[Saved data entries]
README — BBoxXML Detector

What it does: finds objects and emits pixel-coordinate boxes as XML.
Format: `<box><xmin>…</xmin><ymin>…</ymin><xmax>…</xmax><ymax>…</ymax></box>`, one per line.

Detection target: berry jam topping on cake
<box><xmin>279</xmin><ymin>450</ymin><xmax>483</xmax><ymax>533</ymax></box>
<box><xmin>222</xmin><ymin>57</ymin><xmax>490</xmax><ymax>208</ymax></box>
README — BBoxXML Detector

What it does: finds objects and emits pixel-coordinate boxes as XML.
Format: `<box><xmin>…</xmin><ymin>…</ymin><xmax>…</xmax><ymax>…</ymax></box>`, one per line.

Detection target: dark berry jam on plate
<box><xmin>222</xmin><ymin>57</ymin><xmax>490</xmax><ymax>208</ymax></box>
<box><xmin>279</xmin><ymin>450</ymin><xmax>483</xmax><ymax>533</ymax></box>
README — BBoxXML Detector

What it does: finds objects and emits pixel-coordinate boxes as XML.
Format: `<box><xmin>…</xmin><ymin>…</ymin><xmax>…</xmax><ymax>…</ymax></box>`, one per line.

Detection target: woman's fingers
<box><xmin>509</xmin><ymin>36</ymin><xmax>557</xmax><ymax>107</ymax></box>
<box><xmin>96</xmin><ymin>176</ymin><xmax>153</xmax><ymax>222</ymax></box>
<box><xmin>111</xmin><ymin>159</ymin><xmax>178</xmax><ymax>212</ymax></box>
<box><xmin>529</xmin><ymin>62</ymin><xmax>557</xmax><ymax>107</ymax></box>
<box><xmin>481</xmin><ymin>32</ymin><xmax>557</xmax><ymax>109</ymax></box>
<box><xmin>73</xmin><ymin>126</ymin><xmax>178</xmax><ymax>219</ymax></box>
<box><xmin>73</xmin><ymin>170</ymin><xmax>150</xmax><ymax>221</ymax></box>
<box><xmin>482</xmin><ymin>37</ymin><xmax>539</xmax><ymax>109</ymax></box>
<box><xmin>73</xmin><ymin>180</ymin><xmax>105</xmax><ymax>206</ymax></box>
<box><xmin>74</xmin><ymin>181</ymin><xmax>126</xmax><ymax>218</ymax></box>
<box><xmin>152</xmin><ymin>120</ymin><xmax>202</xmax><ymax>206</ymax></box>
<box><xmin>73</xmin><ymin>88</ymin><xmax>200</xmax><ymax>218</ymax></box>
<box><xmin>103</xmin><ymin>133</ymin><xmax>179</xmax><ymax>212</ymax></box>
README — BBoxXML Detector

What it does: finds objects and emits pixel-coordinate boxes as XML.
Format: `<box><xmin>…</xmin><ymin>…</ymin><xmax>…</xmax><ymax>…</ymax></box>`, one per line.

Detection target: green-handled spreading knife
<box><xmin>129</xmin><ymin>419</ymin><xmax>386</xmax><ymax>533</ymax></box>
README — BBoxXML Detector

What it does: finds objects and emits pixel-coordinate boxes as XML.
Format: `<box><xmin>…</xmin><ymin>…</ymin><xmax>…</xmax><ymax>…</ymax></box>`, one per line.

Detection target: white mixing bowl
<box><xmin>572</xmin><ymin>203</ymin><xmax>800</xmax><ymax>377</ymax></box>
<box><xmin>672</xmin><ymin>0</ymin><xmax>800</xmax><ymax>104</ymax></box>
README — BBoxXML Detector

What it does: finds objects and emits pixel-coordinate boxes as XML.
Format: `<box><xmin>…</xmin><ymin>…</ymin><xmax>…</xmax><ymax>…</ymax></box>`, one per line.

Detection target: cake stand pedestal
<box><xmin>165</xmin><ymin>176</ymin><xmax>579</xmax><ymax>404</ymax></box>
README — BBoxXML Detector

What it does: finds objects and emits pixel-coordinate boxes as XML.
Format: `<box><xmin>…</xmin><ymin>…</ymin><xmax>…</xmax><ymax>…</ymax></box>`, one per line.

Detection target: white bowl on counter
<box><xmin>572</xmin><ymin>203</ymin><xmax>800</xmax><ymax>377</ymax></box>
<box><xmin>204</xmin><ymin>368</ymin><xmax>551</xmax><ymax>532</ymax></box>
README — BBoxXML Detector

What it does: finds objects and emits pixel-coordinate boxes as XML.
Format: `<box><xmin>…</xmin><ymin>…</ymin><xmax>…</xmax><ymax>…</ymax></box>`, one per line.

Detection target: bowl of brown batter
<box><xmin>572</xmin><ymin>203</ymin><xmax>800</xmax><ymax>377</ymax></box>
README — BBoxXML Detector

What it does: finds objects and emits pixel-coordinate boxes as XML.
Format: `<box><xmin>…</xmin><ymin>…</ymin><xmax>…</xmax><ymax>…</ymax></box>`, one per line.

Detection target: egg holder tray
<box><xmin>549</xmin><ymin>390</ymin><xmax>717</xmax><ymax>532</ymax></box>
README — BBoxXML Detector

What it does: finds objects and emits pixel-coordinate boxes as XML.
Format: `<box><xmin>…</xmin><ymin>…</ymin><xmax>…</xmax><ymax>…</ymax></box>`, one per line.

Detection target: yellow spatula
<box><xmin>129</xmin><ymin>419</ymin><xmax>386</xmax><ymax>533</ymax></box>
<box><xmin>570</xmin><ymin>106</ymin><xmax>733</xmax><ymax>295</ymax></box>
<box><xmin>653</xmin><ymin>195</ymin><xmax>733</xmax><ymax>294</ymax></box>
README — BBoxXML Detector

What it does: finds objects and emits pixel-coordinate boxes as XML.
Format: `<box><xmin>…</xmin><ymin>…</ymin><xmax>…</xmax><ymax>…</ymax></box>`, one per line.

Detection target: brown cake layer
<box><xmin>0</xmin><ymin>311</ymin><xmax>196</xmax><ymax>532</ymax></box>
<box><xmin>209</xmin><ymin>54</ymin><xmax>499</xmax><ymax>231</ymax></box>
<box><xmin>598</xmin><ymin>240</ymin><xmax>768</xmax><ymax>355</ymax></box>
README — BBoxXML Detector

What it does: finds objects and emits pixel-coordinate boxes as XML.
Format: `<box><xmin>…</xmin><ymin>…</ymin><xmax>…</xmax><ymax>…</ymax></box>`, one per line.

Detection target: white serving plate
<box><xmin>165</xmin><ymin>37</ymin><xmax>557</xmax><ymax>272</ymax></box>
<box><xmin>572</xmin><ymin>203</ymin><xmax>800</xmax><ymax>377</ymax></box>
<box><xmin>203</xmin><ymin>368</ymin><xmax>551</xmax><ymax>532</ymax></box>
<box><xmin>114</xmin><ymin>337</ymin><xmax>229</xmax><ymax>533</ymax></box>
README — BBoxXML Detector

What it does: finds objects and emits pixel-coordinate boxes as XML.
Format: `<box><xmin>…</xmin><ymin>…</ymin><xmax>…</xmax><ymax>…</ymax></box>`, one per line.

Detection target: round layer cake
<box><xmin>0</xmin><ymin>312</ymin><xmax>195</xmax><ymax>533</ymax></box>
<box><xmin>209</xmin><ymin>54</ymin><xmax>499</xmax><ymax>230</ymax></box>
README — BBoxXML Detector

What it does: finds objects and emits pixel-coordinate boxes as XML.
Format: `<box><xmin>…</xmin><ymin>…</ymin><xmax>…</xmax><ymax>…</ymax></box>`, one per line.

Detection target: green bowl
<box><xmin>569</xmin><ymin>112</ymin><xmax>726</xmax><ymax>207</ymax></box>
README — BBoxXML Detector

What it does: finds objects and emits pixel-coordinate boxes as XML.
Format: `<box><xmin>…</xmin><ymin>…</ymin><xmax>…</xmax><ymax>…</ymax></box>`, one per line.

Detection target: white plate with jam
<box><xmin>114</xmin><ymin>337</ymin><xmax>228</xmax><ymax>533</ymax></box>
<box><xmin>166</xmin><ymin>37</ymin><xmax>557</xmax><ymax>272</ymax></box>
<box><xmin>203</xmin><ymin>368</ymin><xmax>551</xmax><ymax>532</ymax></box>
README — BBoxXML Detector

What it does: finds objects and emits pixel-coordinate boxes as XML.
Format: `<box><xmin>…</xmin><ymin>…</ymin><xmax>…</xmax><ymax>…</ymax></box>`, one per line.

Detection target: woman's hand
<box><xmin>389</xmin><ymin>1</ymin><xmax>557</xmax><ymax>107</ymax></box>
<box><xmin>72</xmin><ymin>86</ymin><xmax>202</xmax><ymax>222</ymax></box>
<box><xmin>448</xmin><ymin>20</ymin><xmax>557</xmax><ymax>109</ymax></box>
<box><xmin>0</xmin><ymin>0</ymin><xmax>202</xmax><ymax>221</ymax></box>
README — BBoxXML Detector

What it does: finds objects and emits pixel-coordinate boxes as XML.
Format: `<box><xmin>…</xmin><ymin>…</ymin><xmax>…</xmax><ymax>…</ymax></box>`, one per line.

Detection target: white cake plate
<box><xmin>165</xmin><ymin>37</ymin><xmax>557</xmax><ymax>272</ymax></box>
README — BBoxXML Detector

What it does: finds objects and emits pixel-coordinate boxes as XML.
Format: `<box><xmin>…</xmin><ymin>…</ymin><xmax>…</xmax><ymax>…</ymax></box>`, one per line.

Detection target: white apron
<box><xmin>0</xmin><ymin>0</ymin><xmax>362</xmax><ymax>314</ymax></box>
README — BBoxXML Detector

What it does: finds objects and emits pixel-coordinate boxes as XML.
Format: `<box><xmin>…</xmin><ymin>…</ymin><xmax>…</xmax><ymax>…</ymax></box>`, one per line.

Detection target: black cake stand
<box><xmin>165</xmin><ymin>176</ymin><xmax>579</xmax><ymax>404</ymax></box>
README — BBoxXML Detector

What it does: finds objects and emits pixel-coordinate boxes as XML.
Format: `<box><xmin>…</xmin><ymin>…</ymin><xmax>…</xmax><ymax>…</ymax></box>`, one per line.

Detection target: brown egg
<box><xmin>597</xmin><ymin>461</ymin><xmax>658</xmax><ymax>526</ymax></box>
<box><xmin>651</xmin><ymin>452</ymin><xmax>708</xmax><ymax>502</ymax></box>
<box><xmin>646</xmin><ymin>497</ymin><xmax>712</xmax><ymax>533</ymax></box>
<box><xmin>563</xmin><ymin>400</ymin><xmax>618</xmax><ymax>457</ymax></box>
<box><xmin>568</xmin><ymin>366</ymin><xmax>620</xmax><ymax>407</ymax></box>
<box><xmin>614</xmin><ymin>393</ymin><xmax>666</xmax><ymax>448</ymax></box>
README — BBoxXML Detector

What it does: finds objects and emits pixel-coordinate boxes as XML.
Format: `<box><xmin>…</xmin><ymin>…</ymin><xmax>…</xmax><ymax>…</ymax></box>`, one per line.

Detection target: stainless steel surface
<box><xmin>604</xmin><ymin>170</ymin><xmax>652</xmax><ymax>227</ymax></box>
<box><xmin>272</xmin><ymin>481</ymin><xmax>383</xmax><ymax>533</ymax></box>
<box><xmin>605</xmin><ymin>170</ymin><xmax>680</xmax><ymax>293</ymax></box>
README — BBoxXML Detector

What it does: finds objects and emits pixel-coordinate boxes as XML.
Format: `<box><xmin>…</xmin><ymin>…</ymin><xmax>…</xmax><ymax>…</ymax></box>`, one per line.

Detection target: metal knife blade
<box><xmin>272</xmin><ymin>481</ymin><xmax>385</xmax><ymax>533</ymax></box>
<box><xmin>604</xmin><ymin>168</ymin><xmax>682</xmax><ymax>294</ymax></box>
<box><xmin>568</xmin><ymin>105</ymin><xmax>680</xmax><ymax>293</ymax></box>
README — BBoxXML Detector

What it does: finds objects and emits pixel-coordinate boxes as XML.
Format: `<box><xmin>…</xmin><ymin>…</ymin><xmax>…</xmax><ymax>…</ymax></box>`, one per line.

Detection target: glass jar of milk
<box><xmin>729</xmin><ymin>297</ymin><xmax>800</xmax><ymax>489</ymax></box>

→ Task objective:
The lines to output run from the one containing "Detection target: metal knife blade" through the last line of the records above; repeat them exactly and nothing more.

→ Task result:
Detection target: metal knife blade
<box><xmin>272</xmin><ymin>481</ymin><xmax>385</xmax><ymax>533</ymax></box>
<box><xmin>604</xmin><ymin>168</ymin><xmax>682</xmax><ymax>294</ymax></box>
<box><xmin>568</xmin><ymin>105</ymin><xmax>680</xmax><ymax>293</ymax></box>
README — BBoxXML Detector

What it does: finds objects and emits pixel-coordinate boxes as XML.
Format: `<box><xmin>…</xmin><ymin>…</ymin><xmax>…</xmax><ymax>…</ymax></box>`, one per line.

Detection target: glass jar of milk
<box><xmin>729</xmin><ymin>297</ymin><xmax>800</xmax><ymax>489</ymax></box>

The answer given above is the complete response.